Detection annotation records
========================
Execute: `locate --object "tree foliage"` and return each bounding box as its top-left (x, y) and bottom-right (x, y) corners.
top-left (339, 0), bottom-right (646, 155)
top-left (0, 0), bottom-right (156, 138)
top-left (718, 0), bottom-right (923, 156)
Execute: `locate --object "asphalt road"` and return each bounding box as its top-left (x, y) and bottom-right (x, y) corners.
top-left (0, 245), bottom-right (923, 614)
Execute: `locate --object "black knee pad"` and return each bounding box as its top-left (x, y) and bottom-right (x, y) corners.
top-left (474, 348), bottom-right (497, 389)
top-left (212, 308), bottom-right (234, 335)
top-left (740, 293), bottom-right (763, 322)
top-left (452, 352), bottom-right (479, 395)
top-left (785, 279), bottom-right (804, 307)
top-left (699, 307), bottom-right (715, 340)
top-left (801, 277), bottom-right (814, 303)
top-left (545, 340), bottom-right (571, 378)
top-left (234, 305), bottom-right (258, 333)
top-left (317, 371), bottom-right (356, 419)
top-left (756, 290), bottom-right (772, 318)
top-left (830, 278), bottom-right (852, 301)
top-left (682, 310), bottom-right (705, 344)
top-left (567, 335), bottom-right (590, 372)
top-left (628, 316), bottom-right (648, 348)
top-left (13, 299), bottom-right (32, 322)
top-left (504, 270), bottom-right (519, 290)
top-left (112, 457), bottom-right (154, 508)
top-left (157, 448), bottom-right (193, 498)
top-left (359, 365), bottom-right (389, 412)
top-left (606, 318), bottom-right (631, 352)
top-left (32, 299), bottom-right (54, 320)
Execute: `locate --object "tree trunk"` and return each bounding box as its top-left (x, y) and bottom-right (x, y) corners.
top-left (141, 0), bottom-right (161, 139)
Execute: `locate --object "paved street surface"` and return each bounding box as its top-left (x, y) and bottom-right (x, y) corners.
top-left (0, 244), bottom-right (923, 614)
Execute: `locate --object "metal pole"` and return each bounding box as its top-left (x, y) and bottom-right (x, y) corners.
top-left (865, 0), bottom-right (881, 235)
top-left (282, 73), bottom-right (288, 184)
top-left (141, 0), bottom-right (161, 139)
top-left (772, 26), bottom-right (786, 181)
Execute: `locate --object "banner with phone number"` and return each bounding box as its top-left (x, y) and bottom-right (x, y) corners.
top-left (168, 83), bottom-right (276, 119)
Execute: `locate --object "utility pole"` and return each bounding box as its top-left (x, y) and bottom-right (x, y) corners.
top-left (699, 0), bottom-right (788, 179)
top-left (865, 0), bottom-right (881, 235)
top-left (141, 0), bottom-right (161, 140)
========================
Quote everything in the items verbatim, from the first line down to the line containing "top-left (718, 0), bottom-right (923, 156)", with both ends included.

Execute: `locate --object "tree foliage"` and return each bounding box as its top-left (x, y) and bottom-right (x, y) corners.
top-left (339, 0), bottom-right (646, 155)
top-left (0, 0), bottom-right (156, 138)
top-left (718, 0), bottom-right (923, 156)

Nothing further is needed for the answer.